Reproduce all of the data exactly. Images are not to appear in the reply.

-------- Raw data --------

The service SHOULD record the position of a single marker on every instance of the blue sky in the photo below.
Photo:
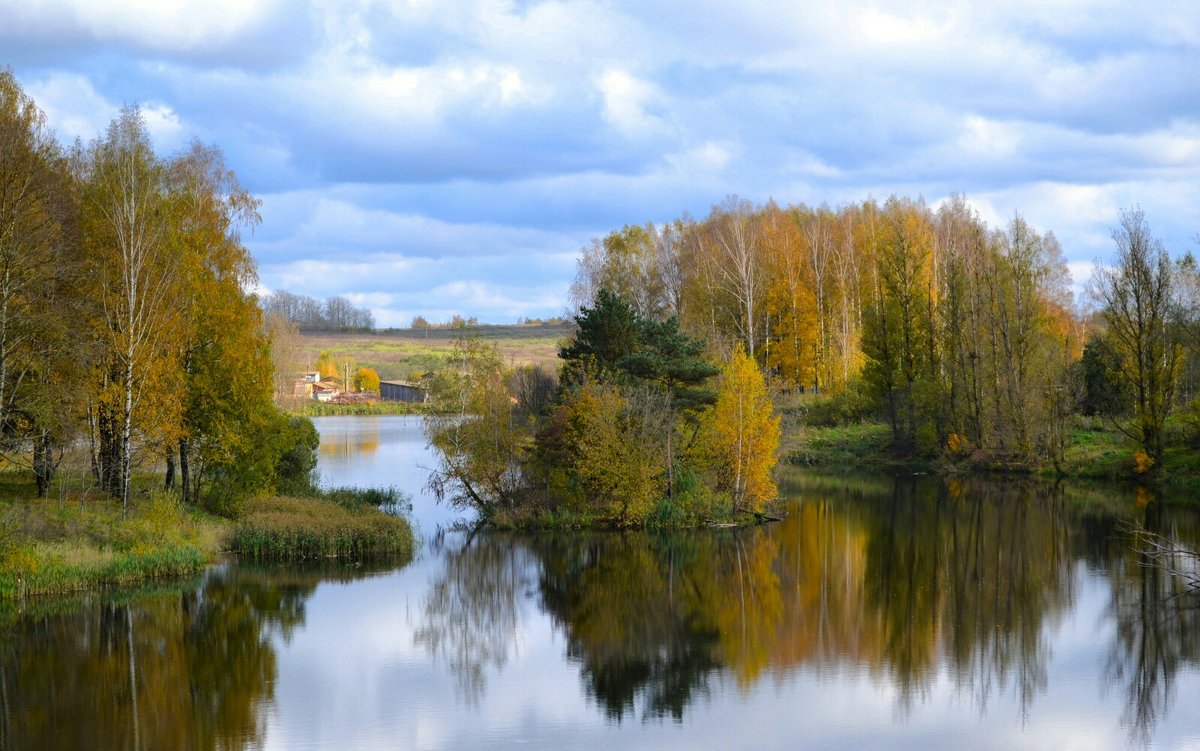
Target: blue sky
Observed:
(453, 157)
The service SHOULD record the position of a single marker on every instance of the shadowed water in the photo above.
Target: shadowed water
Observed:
(907, 613)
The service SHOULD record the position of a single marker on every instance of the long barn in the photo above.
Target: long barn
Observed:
(400, 391)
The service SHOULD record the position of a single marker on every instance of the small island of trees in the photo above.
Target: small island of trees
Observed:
(640, 428)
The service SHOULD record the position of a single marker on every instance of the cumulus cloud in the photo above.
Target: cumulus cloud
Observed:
(473, 148)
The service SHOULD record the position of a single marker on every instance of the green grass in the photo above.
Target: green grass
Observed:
(317, 409)
(48, 547)
(311, 528)
(405, 354)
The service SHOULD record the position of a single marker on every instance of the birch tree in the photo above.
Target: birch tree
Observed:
(1135, 295)
(136, 277)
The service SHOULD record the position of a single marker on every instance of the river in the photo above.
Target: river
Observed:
(911, 613)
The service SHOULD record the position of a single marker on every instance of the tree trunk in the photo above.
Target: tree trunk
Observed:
(184, 470)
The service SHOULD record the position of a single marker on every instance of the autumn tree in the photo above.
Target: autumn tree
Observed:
(225, 356)
(897, 320)
(42, 343)
(327, 365)
(745, 433)
(136, 278)
(479, 442)
(1135, 296)
(366, 379)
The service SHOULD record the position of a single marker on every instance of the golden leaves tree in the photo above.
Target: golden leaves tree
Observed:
(745, 433)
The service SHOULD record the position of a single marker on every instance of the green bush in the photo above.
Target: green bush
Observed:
(390, 498)
(850, 406)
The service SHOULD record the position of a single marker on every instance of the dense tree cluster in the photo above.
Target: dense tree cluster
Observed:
(964, 337)
(125, 318)
(634, 433)
(312, 314)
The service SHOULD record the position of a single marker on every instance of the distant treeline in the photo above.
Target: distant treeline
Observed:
(312, 314)
(964, 337)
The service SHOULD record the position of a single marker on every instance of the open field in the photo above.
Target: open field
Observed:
(405, 354)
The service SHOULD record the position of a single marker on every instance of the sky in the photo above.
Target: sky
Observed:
(443, 158)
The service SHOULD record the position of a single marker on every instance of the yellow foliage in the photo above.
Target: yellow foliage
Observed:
(1143, 462)
(325, 365)
(366, 379)
(745, 433)
(955, 445)
(615, 469)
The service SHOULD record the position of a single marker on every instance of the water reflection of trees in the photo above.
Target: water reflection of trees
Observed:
(1156, 613)
(364, 440)
(910, 581)
(473, 611)
(174, 668)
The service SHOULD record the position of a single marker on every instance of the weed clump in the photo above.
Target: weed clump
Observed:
(311, 528)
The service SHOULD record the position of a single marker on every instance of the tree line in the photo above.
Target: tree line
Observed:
(964, 337)
(126, 319)
(639, 428)
(311, 314)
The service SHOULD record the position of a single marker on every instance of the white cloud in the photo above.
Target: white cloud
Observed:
(989, 138)
(625, 101)
(187, 24)
(72, 106)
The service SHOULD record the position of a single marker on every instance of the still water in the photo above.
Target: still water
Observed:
(880, 614)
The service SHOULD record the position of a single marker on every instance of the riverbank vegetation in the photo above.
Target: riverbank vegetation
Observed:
(900, 335)
(639, 428)
(65, 545)
(133, 354)
(315, 528)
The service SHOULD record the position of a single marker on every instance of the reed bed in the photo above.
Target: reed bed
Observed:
(311, 528)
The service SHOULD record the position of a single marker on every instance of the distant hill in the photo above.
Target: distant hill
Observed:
(403, 354)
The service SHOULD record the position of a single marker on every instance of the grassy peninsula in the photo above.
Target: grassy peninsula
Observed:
(84, 542)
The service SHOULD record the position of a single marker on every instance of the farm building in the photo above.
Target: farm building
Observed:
(401, 391)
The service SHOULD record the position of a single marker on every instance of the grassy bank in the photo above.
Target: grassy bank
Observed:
(72, 544)
(313, 528)
(1096, 451)
(49, 547)
(403, 354)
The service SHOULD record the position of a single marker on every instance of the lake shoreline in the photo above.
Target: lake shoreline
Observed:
(1095, 454)
(51, 547)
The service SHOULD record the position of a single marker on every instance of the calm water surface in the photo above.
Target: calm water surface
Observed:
(880, 614)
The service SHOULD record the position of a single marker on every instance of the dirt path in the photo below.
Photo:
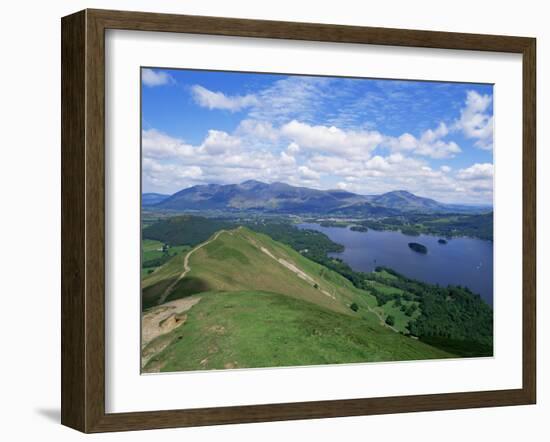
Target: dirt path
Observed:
(187, 267)
(309, 279)
(160, 321)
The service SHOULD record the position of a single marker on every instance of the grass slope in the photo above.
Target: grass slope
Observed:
(241, 259)
(259, 329)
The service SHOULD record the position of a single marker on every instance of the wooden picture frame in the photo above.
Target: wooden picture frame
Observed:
(83, 220)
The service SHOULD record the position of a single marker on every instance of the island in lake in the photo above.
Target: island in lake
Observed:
(419, 248)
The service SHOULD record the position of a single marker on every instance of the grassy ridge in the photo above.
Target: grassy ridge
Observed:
(184, 230)
(235, 262)
(259, 329)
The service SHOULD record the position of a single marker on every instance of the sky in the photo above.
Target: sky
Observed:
(368, 136)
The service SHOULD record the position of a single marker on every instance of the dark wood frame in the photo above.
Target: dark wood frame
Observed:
(83, 217)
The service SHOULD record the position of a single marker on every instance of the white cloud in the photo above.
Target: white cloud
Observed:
(483, 171)
(308, 174)
(429, 144)
(156, 144)
(475, 120)
(152, 78)
(257, 129)
(331, 139)
(287, 159)
(293, 148)
(218, 142)
(218, 100)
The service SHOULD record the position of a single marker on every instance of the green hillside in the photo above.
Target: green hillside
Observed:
(241, 260)
(259, 329)
(264, 304)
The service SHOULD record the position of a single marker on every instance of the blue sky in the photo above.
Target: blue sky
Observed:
(368, 136)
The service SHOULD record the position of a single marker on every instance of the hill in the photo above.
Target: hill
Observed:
(407, 202)
(243, 260)
(283, 198)
(257, 295)
(260, 329)
(150, 199)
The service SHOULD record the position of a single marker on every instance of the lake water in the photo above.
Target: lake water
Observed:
(462, 261)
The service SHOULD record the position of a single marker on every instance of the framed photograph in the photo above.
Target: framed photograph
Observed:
(270, 220)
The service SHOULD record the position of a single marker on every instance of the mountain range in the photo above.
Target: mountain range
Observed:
(280, 197)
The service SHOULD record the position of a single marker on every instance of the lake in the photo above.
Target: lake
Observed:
(462, 261)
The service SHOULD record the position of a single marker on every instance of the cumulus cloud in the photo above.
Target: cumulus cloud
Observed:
(152, 78)
(476, 172)
(476, 120)
(331, 139)
(218, 142)
(156, 144)
(218, 100)
(430, 143)
(308, 174)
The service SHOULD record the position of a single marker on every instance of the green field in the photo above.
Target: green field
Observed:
(264, 304)
(156, 253)
(259, 329)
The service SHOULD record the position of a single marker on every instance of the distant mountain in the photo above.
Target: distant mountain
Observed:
(284, 198)
(407, 202)
(150, 199)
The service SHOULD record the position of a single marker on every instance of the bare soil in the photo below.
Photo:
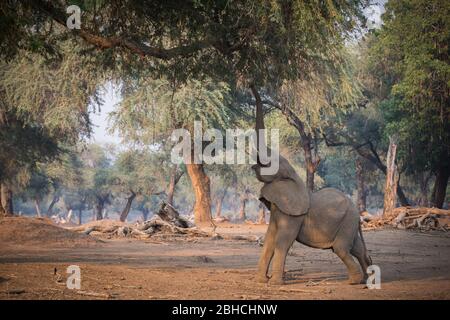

--------

Task solution:
The service SHOULD record the position of a single marker on every instance of the blue sky in the photo below.
Photo:
Target: blue sky
Observed:
(453, 157)
The service SHOULD record the position of a single marker on every instance of the shadowed water in the photo above.
Target: shadowed water
Observed:
(907, 613)
The service SHOULD record the position of a single marker on every instance of the long barn in the photo above.
Target: long barn
Observed:
(400, 391)
The service SHOULD record the position of a single marker on every instance of the small island of trees in the photo above.
Target: small island of trees
Observed:
(640, 428)
The service SHOULD record the position of a single marker on every instance of the cumulus cloud in the photo above.
Target: cumulus cloud
Observed:
(473, 148)
The service SHOULD record the position of a single marker on every instance of the green grass in the photo above.
Target: green grass
Observed:
(317, 409)
(48, 547)
(311, 528)
(405, 354)
The service SHOULD record the position of a single marker on every instance of the birch tree in the photo above.
Target: birch tree
Observed:
(1135, 295)
(136, 277)
The service SHOULD record the position of a single marker on every instance of the river in the photo above.
Target: river
Observed:
(911, 613)
The service SHOULD record the position of a single marker on every instance of the tree trunk in the photo above.
Target: tree trunk
Observed:
(184, 470)
The service SHOULD record the position of a single marker on every instance of the autumn tree in the photo above.
Target: autumn tree
Observed:
(225, 356)
(897, 320)
(42, 343)
(327, 365)
(745, 433)
(136, 278)
(479, 442)
(1135, 296)
(366, 379)
The service SHOULD record the position of a single marker on every instance of the golden leaves tree in the photo above.
Target: golden leaves tree
Observed:
(745, 433)
The service SHOULD record the position of a single marker on every instance of the green bush in the photo above.
Target: green bush
Observed:
(390, 498)
(850, 406)
The service SHOULD record the position of a single marker on every instance of the dense tree cluster in the photo above.
Target: dense tree cluster
Observed:
(964, 337)
(125, 318)
(634, 433)
(312, 314)
The service SHOULD record the position of a single marker on every instance of the distant treeline in the photo above.
Target: distant treeline
Observed:
(312, 314)
(964, 337)
The service SHOULD record the position of a single marker on every instance of the open field in the photo above.
Target: open field
Observed:
(405, 354)
The service SHOULD record the position of a single marker on every instance of the sky in the photo above.
Target: sky
Observed:
(443, 158)
The service SHOULD record the position of a single marker on every instance of the yellow foliage in the photo above.
Target: yellow foliage
Observed:
(1143, 462)
(325, 365)
(366, 379)
(745, 433)
(955, 445)
(615, 469)
The service SHOULD record the position of a single marker on every instance of the water reflection of trees in the photo above.
Target: water reflection of trees
Observed:
(1156, 613)
(364, 440)
(910, 581)
(473, 611)
(174, 668)
The service SHOULD record the position of a single marker on every instance of the weed clump in the photo above.
Target: weed clump
Observed:
(311, 528)
The service SHOULD record the position of a single marker on every instance of the tree line in the photo above.
Target: tree line
Observed:
(964, 337)
(126, 319)
(639, 428)
(311, 314)
The service SHOULD record the position of a single marker on every instance of the white cloud in the photo above.
Target: white cloud
Observed:
(989, 138)
(625, 101)
(187, 24)
(72, 106)
The service SHOULD record the position of a single marker on every instance of the still water in the photo above.
Target: still water
Observed:
(880, 614)
The service SHOULD record the position of a single marker on every instance of the riverbank vegetation in the photo above.
Target: riverbank vegetation
Observed:
(900, 335)
(639, 428)
(65, 545)
(133, 354)
(315, 528)
The service SHOULD record the position of a single marker on every instance of the reed bed in the photo above.
Target: reed bed
Observed:
(311, 528)
The service SHOULD record the position of a single marker on every instance of the distant hill in the photo above.
Target: distant hill
Observed:
(403, 354)
The service SHOULD record the position of a single marker on every instance of the grassy peninsula in the photo above.
Target: grassy peninsula
Observed:
(84, 542)
The service SHOULD record the position of a single marker on every instance of the farm building in the photo above.
Target: farm building
Observed:
(401, 391)
The service SHOULD record the position of a single marker on every instance of the grassy bank in the photo above.
Target: grassy bank
Observed:
(72, 544)
(313, 528)
(1096, 451)
(49, 547)
(403, 354)
The service SHOULD record the position of a single marker on every instance of the lake shoreline in the photo above.
Target: lake shoreline
Observed:
(1095, 454)
(51, 547)
The service SHOULD record the position of a single marker on every instance of the calm water surface in the photo above.
Target: calm water surface
Observed:
(880, 614)
The service SHOULD record the position of a single marker on every instance of the dirt path in the photo below.
Photo:
Target: dirt path
Observed:
(187, 267)
(309, 279)
(160, 321)
The service SHOULD record the position of a single marker on every instance of the grass slope in the photo above.
Target: grass slope
Observed:
(241, 259)
(259, 329)
The service SHOULD record the position of a single marker on every instance of the wooden picture frame in the photo above.
Target: wooden picture frame
Observed:
(83, 220)
The service SHOULD record the position of a single marker on every instance of the island in lake in the photo above.
Target: island in lake
Observed:
(419, 248)
The service SHOULD record the position of a single marker on every instance of the grassy ridge in the photo above.
Target: grassy ridge
Observed:
(184, 230)
(235, 262)
(259, 329)
The service SHOULD record the position of a single marker on every instance of the sky in the photo above.
Target: sky
Observed:
(368, 136)
The service SHOULD record the position of a single marker on every instance of the dark wood frame in the photo above.
Target: dark wood frame
Observed:
(83, 217)
The service SHOULD record the position of a single marker on every instance of the white cloud in the photo above.
Target: white cloud
Observed:
(483, 171)
(308, 174)
(429, 144)
(156, 144)
(475, 120)
(152, 78)
(257, 129)
(331, 139)
(287, 159)
(293, 148)
(218, 142)
(218, 100)
The service SHOULD record the position of a single marker on every instance of the green hillside in the photo above.
Target: green hillside
Observed:
(241, 260)
(259, 329)
(264, 304)
The service SHOULD record the position of a single marker on every instance of the blue sky in the photo above.
Target: blue sky
Observed:
(368, 136)
The service SHOULD record the position of a single marker on every instance of the hill in the photo above.
Target: hill
Observed:
(407, 202)
(243, 260)
(283, 198)
(257, 295)
(260, 329)
(150, 199)
The service SHOULD record the position of a single marker on every instance of the lake water in the photo above.
Target: lake water
Observed:
(462, 261)
The service SHOULD record the position of a single marker on every instance of the framed photograph in the photo above.
Target: framed photograph
Observed:
(270, 220)
The service SHOULD record the position of a single marker on every instance of the mountain range in the photo above.
Target: mountain range
Observed:
(280, 197)
The service SHOULD record the position of a single marker on every instance of the lake in the photo above.
Target: lake
Observed:
(462, 261)
The service SHOULD record the position of a single marker on every instance of the cumulus cloud in the photo above.
Target: cumulus cloud
Observed:
(152, 78)
(476, 172)
(476, 120)
(331, 139)
(218, 142)
(156, 144)
(218, 100)
(430, 143)
(308, 174)
The service SHOULD record the position of a single marker on every instance of the green field in the photo above.
Target: green field
Observed:
(264, 304)
(156, 253)
(259, 329)
The service SHOULD record the position of a single marker on every instance of the distant mountain in the photo above.
Target: distant mountain
Observed:
(284, 198)
(407, 202)
(150, 199)
The service SHOULD record the position of a single marker on every instance of the bare soil in the photo below.
Photo:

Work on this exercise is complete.